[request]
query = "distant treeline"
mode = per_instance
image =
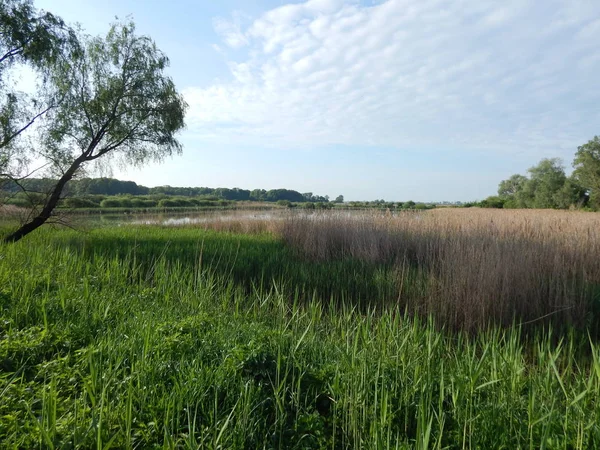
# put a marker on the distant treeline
(111, 186)
(546, 185)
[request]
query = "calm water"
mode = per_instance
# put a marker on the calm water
(202, 217)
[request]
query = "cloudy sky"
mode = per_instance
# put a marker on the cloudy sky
(401, 99)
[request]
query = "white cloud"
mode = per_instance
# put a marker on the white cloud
(513, 75)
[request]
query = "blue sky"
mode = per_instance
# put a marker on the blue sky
(426, 100)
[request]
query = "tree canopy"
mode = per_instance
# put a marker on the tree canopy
(35, 41)
(117, 104)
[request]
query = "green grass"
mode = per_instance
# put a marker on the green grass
(180, 338)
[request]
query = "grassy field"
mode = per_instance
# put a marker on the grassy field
(446, 329)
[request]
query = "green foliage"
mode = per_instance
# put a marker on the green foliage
(587, 169)
(546, 187)
(36, 40)
(146, 338)
(493, 202)
(509, 188)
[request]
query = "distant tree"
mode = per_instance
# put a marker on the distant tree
(509, 188)
(571, 195)
(587, 169)
(258, 195)
(493, 202)
(118, 103)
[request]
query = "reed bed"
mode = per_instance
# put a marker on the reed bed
(477, 266)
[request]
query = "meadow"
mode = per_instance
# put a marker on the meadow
(440, 329)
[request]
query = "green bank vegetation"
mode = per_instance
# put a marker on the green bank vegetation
(303, 333)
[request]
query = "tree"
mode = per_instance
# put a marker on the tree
(118, 105)
(545, 181)
(587, 169)
(508, 188)
(570, 195)
(36, 40)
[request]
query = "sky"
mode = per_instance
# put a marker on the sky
(424, 100)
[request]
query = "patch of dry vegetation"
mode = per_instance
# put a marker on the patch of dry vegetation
(477, 266)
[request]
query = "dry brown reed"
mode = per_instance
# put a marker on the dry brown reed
(477, 266)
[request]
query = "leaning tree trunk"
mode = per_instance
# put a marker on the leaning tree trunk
(49, 206)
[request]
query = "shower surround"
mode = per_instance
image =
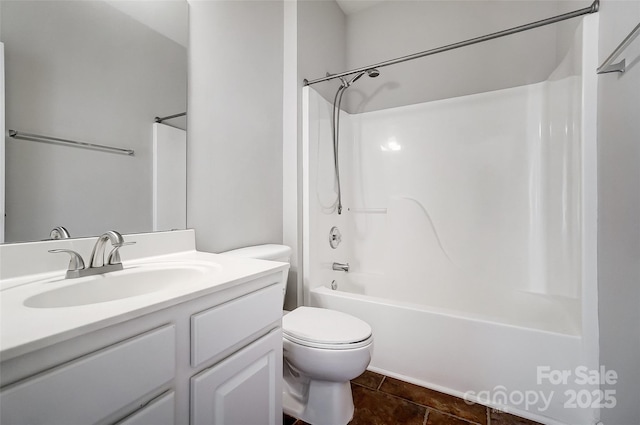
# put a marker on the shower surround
(469, 227)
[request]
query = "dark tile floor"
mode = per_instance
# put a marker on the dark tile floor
(381, 400)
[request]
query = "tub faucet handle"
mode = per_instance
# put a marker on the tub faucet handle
(341, 267)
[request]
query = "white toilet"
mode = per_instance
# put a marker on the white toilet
(323, 350)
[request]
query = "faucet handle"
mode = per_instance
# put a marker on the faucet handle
(75, 262)
(114, 255)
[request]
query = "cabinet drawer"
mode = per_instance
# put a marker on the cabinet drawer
(221, 327)
(160, 411)
(92, 387)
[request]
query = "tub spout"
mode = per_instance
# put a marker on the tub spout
(341, 267)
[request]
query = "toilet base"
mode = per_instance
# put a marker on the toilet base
(324, 403)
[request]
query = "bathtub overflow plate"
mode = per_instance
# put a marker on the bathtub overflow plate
(334, 237)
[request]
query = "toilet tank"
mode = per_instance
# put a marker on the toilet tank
(271, 252)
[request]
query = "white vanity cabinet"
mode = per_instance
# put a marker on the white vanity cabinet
(242, 389)
(214, 359)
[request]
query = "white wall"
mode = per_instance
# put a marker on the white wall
(235, 121)
(70, 75)
(397, 28)
(619, 212)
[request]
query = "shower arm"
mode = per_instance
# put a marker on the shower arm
(585, 11)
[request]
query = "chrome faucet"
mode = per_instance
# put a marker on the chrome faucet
(97, 255)
(341, 267)
(96, 264)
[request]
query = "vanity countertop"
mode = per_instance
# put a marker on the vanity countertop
(24, 329)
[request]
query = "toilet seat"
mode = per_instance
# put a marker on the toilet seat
(325, 329)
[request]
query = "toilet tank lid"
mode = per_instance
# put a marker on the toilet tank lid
(262, 252)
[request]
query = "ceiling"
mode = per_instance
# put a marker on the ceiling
(353, 6)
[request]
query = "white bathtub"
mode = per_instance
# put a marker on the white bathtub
(478, 349)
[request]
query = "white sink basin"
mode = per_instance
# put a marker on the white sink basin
(130, 282)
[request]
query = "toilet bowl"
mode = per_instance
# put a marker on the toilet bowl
(322, 351)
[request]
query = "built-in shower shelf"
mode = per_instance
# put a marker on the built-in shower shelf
(368, 210)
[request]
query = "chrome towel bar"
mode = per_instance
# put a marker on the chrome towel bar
(54, 140)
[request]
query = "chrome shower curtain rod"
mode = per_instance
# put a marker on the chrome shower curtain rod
(587, 10)
(160, 119)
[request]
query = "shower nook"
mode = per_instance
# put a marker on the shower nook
(468, 225)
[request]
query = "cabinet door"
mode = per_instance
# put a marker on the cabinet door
(160, 411)
(244, 389)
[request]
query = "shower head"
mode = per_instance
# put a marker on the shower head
(373, 73)
(370, 72)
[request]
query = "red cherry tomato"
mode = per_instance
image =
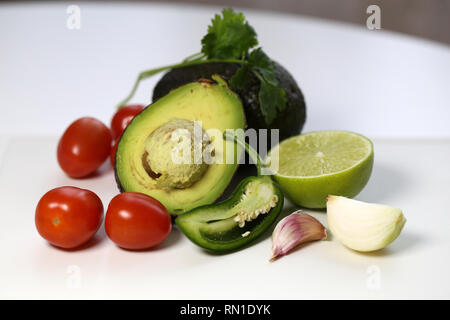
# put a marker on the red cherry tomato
(123, 117)
(84, 146)
(112, 157)
(136, 221)
(67, 217)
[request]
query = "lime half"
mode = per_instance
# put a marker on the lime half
(311, 166)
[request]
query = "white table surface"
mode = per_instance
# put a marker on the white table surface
(392, 88)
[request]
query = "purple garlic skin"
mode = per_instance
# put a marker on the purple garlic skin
(293, 230)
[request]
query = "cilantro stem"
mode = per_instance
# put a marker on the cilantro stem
(256, 158)
(149, 73)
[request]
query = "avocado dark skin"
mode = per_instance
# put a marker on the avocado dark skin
(290, 121)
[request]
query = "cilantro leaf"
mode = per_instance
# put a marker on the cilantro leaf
(228, 37)
(271, 99)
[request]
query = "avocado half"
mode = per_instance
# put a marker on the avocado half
(146, 154)
(290, 121)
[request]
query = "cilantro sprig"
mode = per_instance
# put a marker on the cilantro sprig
(231, 39)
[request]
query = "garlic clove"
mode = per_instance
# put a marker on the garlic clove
(293, 230)
(363, 226)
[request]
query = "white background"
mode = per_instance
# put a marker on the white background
(392, 88)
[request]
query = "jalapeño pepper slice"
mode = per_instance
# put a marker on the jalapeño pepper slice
(252, 209)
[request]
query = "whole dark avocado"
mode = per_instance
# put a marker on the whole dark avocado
(290, 121)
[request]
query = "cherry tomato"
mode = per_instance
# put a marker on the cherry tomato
(136, 221)
(123, 117)
(67, 217)
(112, 157)
(84, 146)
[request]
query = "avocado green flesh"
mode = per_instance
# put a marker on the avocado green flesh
(217, 108)
(214, 227)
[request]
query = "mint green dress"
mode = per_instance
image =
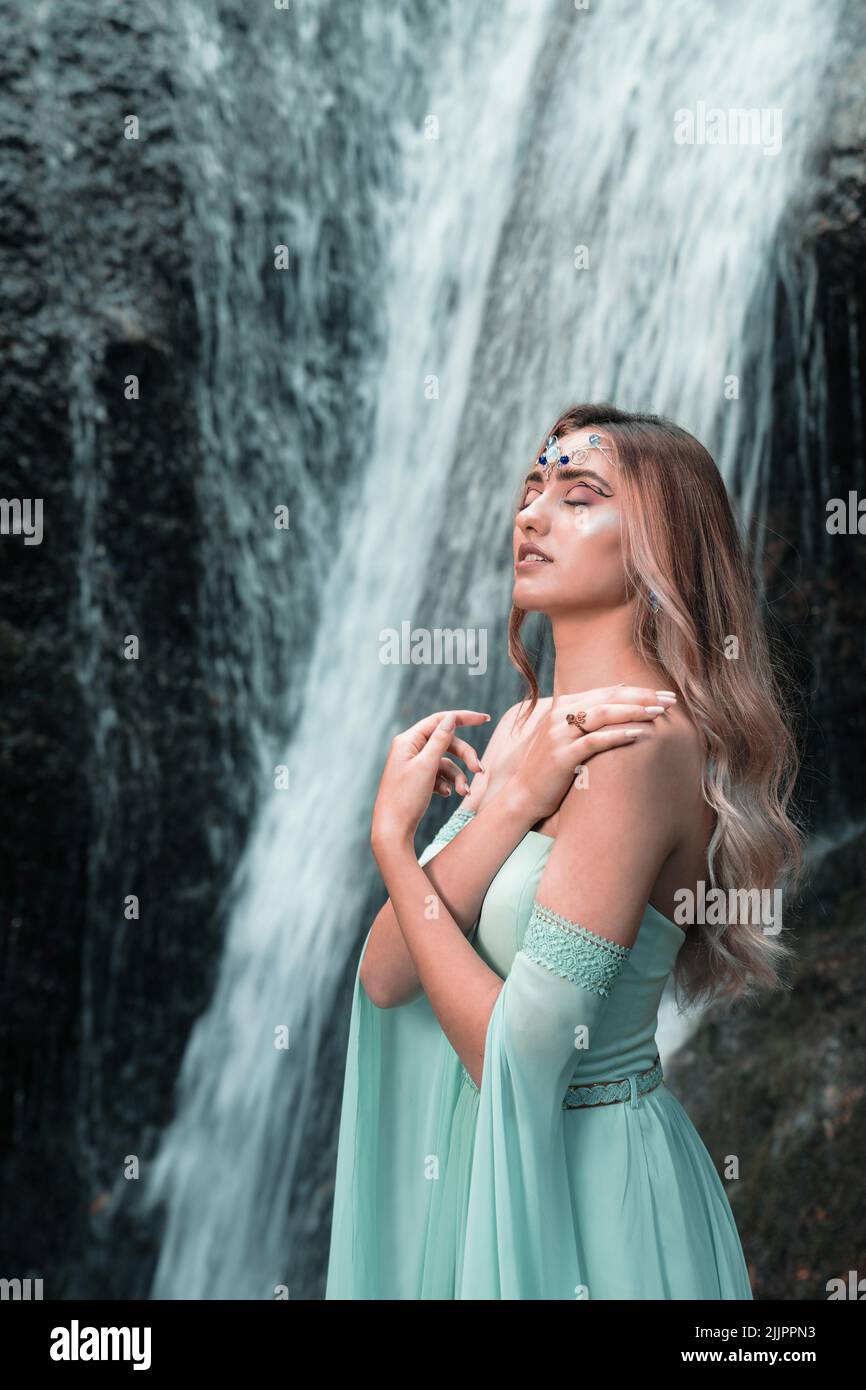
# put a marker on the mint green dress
(517, 1190)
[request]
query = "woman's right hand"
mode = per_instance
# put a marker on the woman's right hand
(556, 749)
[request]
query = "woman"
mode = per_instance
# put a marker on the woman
(506, 1130)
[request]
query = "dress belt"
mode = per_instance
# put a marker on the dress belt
(606, 1093)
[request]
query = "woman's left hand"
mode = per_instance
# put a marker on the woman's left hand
(414, 767)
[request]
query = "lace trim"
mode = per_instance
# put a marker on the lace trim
(573, 951)
(452, 826)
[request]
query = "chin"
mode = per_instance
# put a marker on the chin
(528, 598)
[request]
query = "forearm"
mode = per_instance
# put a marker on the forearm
(460, 988)
(458, 876)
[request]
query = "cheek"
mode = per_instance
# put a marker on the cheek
(597, 548)
(595, 530)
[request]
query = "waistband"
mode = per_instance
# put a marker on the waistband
(606, 1093)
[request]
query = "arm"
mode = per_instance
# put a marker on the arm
(612, 843)
(460, 876)
(613, 838)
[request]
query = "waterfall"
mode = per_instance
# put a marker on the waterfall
(530, 129)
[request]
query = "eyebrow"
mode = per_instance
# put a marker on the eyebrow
(567, 471)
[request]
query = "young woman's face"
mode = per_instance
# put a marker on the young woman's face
(574, 520)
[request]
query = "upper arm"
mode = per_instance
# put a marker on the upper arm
(615, 830)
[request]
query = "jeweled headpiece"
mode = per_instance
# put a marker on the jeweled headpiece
(552, 453)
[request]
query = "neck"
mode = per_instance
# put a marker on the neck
(597, 649)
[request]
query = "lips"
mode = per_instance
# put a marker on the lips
(531, 552)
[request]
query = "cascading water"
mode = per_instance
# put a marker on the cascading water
(555, 131)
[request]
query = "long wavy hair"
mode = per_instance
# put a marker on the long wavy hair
(680, 540)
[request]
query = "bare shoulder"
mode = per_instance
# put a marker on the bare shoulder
(502, 749)
(658, 776)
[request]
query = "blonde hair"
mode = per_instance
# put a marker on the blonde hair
(680, 541)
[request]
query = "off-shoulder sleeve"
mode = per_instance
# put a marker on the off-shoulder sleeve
(517, 1244)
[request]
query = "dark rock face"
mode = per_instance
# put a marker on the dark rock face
(103, 758)
(139, 777)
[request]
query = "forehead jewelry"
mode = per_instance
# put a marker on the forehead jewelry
(552, 453)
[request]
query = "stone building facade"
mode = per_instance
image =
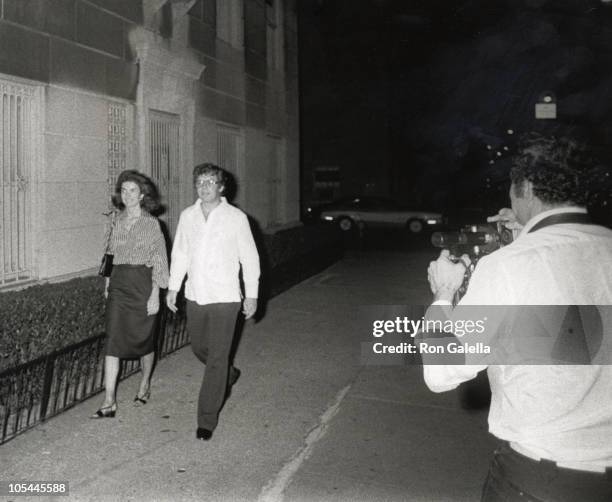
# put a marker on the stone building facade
(91, 87)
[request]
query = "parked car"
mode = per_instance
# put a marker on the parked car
(377, 211)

....

EXERCISE PROMPT =>
Pull out every line of the records that contains the word "handle", and note that case counts.

TASK OUTPUT =>
query = "tub faucet handle"
# put a marker on the tub faucet handle
query = "faucet handle"
# put a marker on the faucet handle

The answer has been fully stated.